**YOUR TASK**
Render the lines of the listing below as a Markdown table with columns "Row" and "Text", covering only the lines from the one containing "Locate the windshield in" through the last line of the listing, inclusive. Number each row and leave out blank lines.

**EXERCISE MATERIALS**
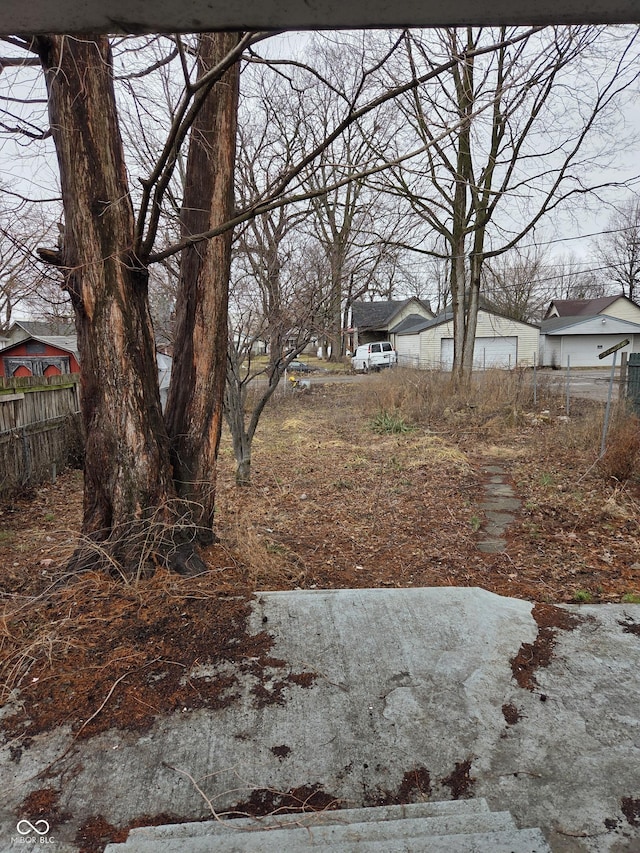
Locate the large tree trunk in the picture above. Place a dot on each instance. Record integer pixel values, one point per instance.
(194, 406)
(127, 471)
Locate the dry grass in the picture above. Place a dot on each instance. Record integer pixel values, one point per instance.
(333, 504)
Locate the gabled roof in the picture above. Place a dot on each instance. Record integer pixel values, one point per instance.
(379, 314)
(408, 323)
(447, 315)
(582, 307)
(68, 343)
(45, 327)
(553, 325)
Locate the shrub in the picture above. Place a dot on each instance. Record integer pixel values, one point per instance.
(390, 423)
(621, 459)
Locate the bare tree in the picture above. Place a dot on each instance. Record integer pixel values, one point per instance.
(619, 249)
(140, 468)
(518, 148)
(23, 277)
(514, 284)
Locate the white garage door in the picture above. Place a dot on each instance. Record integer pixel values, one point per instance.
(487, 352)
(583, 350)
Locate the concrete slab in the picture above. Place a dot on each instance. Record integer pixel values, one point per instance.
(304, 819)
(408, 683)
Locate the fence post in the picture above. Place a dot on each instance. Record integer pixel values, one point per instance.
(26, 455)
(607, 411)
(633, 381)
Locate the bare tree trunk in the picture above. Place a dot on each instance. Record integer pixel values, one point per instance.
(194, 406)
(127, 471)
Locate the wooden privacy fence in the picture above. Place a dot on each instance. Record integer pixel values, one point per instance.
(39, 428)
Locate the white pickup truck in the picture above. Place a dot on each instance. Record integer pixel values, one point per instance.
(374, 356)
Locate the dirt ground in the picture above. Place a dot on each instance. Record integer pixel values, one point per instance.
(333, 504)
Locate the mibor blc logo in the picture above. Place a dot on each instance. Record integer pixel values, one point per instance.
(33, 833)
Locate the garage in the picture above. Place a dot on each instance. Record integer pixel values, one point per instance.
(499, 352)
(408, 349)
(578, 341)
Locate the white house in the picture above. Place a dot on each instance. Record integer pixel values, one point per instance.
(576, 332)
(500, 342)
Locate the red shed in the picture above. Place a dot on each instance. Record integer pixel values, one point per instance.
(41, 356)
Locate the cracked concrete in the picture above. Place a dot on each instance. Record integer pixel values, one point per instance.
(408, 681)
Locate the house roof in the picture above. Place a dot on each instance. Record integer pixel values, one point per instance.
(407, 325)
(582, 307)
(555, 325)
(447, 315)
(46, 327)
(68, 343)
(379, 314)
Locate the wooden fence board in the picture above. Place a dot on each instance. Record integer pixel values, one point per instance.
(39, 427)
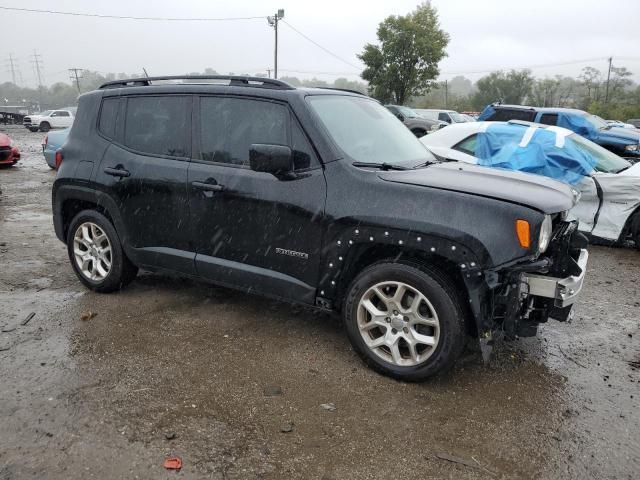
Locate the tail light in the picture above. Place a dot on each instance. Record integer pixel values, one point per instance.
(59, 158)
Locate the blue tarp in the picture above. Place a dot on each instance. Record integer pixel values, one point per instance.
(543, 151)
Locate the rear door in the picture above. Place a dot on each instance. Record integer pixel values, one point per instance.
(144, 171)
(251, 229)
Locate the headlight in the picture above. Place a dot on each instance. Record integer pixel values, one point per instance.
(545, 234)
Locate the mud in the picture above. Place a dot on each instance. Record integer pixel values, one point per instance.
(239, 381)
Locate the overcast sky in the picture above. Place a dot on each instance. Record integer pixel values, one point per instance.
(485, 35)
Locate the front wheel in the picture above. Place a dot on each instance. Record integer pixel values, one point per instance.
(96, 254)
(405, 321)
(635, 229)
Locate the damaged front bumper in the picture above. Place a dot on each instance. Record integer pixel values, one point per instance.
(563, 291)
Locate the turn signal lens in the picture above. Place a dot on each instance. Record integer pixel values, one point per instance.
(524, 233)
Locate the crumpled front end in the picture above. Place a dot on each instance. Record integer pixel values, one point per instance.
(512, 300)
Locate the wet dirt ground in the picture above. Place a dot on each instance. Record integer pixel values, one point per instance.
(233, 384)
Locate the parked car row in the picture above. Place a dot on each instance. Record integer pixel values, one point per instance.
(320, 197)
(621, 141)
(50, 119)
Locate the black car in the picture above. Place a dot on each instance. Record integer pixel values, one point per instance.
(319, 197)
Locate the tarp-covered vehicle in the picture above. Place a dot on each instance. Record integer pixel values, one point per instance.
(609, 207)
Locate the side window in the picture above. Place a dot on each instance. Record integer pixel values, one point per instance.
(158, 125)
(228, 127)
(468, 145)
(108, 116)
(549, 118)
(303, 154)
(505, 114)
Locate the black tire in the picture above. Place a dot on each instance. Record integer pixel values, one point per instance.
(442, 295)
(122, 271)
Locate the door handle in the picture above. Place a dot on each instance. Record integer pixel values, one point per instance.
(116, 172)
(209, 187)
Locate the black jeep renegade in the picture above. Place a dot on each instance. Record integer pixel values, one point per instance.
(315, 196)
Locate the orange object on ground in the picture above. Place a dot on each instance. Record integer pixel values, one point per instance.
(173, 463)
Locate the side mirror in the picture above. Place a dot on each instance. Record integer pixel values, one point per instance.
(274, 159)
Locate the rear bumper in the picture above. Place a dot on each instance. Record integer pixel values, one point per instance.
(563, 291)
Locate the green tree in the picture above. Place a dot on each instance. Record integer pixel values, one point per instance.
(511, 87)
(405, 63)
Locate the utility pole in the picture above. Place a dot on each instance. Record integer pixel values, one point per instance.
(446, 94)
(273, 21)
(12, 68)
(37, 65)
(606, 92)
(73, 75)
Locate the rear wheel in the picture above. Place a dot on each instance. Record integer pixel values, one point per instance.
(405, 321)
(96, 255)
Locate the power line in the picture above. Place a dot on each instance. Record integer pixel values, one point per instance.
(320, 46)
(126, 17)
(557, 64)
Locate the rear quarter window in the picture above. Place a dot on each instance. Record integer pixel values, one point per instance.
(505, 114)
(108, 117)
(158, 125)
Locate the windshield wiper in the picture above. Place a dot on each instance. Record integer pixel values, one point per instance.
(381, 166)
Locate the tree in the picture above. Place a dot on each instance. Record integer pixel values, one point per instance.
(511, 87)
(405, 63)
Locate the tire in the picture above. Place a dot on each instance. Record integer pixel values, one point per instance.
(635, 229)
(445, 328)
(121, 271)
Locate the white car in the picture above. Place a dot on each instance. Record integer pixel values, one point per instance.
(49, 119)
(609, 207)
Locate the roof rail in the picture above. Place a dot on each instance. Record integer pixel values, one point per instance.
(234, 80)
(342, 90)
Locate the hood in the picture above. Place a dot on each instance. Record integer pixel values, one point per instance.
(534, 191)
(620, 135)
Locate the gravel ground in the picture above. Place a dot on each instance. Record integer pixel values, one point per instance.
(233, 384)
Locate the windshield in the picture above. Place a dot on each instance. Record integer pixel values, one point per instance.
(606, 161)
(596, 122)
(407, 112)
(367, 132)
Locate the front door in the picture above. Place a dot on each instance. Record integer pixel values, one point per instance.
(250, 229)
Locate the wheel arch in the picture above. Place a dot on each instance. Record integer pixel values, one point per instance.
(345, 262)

**COMPLETE ANSWER**
| Row | Text |
|---|---|
| 1 | Locate the windshield in the picture above. Place a dot on each instance. Record integer pixel values, one point per instance. |
| 2 | (606, 161) |
| 3 | (596, 122) |
| 4 | (407, 112) |
| 5 | (367, 132) |
| 6 | Locate the front door in the picture above. Place a dot on each instance. Record integer pixel values, one point per instance. |
| 7 | (250, 229) |
| 8 | Locate the wheel arch in the picture above. Place a dot on each instance. Record integer pixel values, one point per instance. |
| 9 | (345, 262) |